* _WORK TO COMPLETE_
1 > In the Thompson Sampling excerpt, what do the dashed vertical lines in the plot represent?
2 > Write out the part of the Thompson Sampling excerpt that opens with the words containing "This visualization shows" and closes with "np.linspace(x_min, x_max, 500)".
3 > Extend the Thompson Sampling excerpt, picking up from its last line.

* _EXCERPT_
○ ○ ○
This plot shows the **final posterior belief** about each action's reward:
- **Solid curves**: Posterior distributions $\mathcal{N}(\mu_{a,T}, \tau_{a,T}^2)$
- **Dashed vertical lines**: True mean rewards

**What to look for:**
- **Width** (variance): Narrow = high confidence, Wide = high uncertainty
- **Center** (mean): Should align with dashed line (true mean)
- **Optimal action** (action 1): Should have narrow distribution centered at 2.0
- **Rarely-selected actions**: May have wider distributions (less data)
- **Bad actions**: Should have narrow distributions centered at low values (confidently bad)

This visualization shows how Thompson Sampling's belief state drives its behavior: 
- When distributions overlap significantly → exploration still needed
- When optimal action's distribution is clearly highest and narrow → confident exploitation

In [None]:
# Plot final posterior distributions
plt.figure(figsize=(12, 5))

# Determine plot range
all_means = means + list(agent.means)
x_min = min(all_means) - 2
x_max = max(all_means) + 2
x = np.linspace(x_min, x_max, 500)

for a in range(num_actions):
    mu = agent.means[a]
    sigma = np.sqrt(agent.tau[a])
    
    # Gaussian PDF
    y = 1/(sigma*np.sqrt(2*np.pi)) * np.exp(-0.5*((x-mu)/sigma)**2)
    label_suffix = " (OPTIMAL)" if a == np.argmax(means) else ""
    plt.plot(x, y, label=f'Action {a}: μ={mu:.2f}, σ={sigma:.2f}{label_suffix}', linewidth=2)
    
    # Mark true mean
    plt.axvline(x=means[a], color=f'C{a}', linestyle='--', alpha=0.3, linewidth=1.5)
○ ○ ○
* _MATERIAL_
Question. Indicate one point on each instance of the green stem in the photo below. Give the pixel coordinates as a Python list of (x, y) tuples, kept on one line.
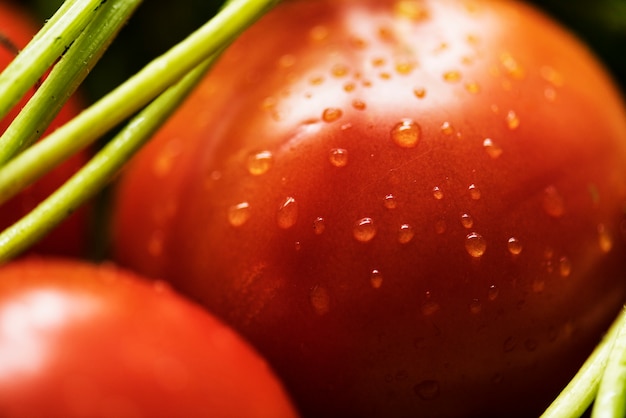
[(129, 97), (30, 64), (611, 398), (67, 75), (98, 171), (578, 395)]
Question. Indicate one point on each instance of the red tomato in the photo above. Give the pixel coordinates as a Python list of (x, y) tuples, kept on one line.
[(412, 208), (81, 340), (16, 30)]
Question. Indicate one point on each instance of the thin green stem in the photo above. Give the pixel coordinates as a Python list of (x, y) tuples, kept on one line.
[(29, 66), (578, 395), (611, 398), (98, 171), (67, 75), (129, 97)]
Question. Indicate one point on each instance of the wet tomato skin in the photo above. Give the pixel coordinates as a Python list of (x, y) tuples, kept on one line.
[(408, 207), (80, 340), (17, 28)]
○ ○ ○
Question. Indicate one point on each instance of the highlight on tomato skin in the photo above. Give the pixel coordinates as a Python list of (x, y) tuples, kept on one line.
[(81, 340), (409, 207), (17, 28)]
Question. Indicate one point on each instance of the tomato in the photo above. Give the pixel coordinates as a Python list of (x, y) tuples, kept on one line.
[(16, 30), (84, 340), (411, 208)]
○ ○ ○
* _REPLIES_
1 > The true mean rewards.

2 >
This visualization shows how Thompson Sampling's belief state drives its behavior: 
- When distributions overlap significantly → exploration still needed
- When optimal action's distribution is clearly highest and narrow → confident exploitation

In [None]:
# Plot final posterior distributions
plt.figure(figsize=(12, 5))

# Determine plot range
all_means = means + list(agent.means)
x_min = min(all_means) - 2
x_max = max(all_means) + 2
x = np.linspace(x_min, x_max, 500)

3 >
plt.title("Final Posterior Distributions (Thompson Sampling)", fontsize=14, fontweight='bold')
plt.xlabel("Reward Value")
plt.ylabel("Probability Density")
plt.legend()
plt.grid(True, alpha=0.3)
plt.show()

print("Dashed vertical lines show true means for comparison.")
print("Narrow distributions = high confidence, Wide distributions = high uncertainty.")

## Sampling Behavior Demonstration

To understand how Thompson Sampling selects actions, let's simulate 10 decision steps using the final learned posteriors:

At each trial:
1. Sample once from each action's posterior: $\tilde{Q}(a) \sim \mathcal{N}(\mu_a, \tau_a^2)$
2. Select action with highest sample: $A = \arg\max_a \tilde{Q}(a)$

**What to expect:**
- Optimal action (action 1) should be selected most often (high mean, low variance)
- Occasionally other actions may be selected due to random sampling
- High-variance actions have more variable samples → occasional exploration
- This probabilistic behavior is the essence of Thompson Sampling

**Note**: This uses the *final* learned posteriors. Early in training, all actions would be selected more evenly due to high uncertainty.

In [None]:
# Demonstrate how sampling works
print("=" * 70)
print("SAMPLING FROM FINAL POSTERIORS (10 TRIALS)")
print("=" * 70)
print("\nThis demonstrates Thompson Sampling's probabilistic action selection:\n")

selection_counts = np.zeros(num_actions, dtype=int)

for trial in range(10):
    samples = []
    for a in range(num_actions):
        sample = np.random.normal(agent.means[a], np.sqrt(agent.tau[a]))
        samples.append(sample)
    
    selected = np.argmax(samples)
    selection_counts[selected] += 1
    
    samples_str = [f'{s:5.2f}' for s in samples]
    marker = " ← OPTIMAL" if selected == np.argmax(means) else ""
    print(f"Trial {trial+1:2d}: Samples = [{', '.join(samples_str)}], Selected = {selected}{marker}")

print(f"\nSelection frequency: {selection_counts}")
print(f"True optimal action: {np.argmax(means)}")
print(f"\nOptimal action selected {selection_counts[np.argmax(means)]}/10 times in this demo.")
print("=" * 70)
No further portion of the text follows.